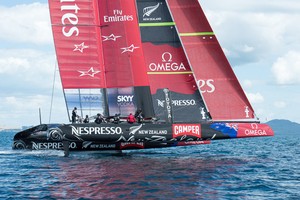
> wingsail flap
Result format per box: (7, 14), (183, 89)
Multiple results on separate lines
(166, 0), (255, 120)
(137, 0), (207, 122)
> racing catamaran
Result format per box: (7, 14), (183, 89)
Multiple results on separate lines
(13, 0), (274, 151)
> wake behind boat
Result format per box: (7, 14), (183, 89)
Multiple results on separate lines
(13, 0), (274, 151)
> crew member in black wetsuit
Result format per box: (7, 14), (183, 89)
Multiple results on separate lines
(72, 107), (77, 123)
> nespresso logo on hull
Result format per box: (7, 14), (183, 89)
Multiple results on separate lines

--

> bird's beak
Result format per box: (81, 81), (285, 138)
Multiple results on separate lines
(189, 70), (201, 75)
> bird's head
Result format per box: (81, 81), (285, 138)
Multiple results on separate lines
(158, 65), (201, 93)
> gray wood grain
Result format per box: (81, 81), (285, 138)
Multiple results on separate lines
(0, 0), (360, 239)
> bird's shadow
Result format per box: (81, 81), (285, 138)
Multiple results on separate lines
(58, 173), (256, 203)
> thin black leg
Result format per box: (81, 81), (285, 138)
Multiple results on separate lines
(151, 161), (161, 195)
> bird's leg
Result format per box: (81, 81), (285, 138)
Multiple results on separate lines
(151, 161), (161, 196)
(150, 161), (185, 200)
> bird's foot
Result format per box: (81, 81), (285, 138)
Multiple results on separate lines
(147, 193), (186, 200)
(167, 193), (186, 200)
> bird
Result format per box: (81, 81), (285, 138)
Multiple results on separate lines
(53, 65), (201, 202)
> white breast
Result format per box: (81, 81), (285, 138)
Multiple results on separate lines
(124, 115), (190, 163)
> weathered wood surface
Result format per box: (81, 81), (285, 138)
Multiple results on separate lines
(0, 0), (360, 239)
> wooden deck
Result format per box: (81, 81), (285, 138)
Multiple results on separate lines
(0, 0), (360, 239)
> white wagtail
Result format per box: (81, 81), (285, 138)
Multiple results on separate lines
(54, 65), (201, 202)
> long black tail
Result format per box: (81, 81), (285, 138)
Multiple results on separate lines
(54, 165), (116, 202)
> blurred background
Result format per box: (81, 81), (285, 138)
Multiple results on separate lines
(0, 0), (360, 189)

==

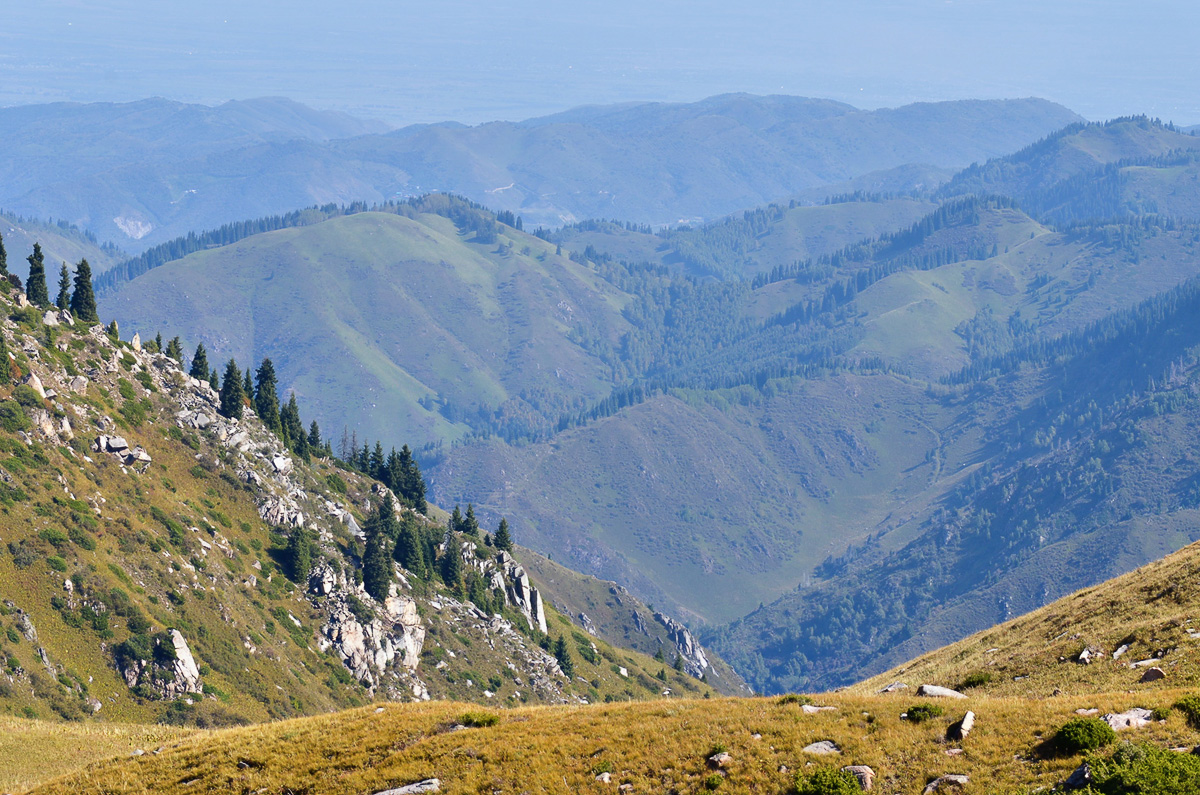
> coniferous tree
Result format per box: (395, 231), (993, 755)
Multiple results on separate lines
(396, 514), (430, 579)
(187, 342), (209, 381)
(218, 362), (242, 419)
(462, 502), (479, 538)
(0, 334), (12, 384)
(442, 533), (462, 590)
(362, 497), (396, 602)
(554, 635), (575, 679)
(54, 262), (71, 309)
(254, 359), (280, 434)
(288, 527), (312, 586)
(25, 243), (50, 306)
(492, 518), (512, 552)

*WHAT IS REQUIRED*. Format the lines of the records above as a numbered list, from the line containing "weathered wood surface" through the line containing "(54, 165), (116, 202)", leaving out any blank lines.

*COMPLETE OUTPUT*.
1. > weathered wood surface
2. Result format per box: (81, 81), (285, 138)
3. Multiple results on separate lines
4. (0, 0), (360, 239)
5. > wooden deck
6. Result format per box: (81, 81), (285, 138)
7. Multiple results on separate lines
8. (0, 0), (360, 239)
9. > white wagtail
10. Result format per box: (81, 81), (285, 138)
11. Multiple results on separate lines
12. (54, 65), (201, 202)
13. > long black tail
14. Result format per box: (81, 81), (285, 138)
15. Multiple results on separate lines
16. (54, 165), (116, 202)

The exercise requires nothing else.